─── EXTRACT TO READ

As a conclusive remark, it is worth noticing that the amount of personal information that has been collected in this experiment and that, in general, which can be collected using iLog, is huge, thus raising important privacy and ethics related issues. The approach that we follow is based on tree main pillars. The first is that the use of iLog follows a very precise GDPR and ethics aware methodology, inspired by the approach followed in⁸. The details of how this was applied in the experiment described in this section are reported in Busso et al. (2025). The second is that our main focus is on research-motivated data collections. The third is that iLog is being redesigned to store and keep all the data in the participant’s device. Ultimately, in the next version of the platform, the participant will be in full control of the data and of how to use them for his/her own purpose. In turn this will allow for the possibility, at the moment unexplored, of increasing the participant’s self-awareness of his/her life-style and habits, as modeled as (life) sequences of situational contexts (see Section 4) and visualized by the dashboard (see Section 6). Some early ideas in this direction are provided in Li et al. (2022).

──────
─── DATA SEGMENT

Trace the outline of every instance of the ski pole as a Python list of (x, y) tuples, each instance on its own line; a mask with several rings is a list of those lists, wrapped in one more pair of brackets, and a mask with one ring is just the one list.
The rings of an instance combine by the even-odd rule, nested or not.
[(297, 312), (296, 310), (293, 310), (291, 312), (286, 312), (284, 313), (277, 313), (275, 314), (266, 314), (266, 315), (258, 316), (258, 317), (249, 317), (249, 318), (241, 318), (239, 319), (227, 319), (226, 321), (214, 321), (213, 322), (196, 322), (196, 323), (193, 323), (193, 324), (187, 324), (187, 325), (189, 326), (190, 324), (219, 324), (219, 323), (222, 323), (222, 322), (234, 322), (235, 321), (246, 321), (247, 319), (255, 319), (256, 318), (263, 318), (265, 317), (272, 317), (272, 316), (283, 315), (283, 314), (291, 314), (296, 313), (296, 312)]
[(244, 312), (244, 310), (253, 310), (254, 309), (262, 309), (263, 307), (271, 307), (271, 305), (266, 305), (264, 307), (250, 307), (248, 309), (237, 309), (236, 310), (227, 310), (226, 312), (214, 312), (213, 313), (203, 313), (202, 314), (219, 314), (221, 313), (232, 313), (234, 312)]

──────

In the extract on iLog and privacy, how is iLog being redesigned to handle the data it collects?

COMPLETE ANSWER: It is being redesigned to store and keep all the data in the participant's device.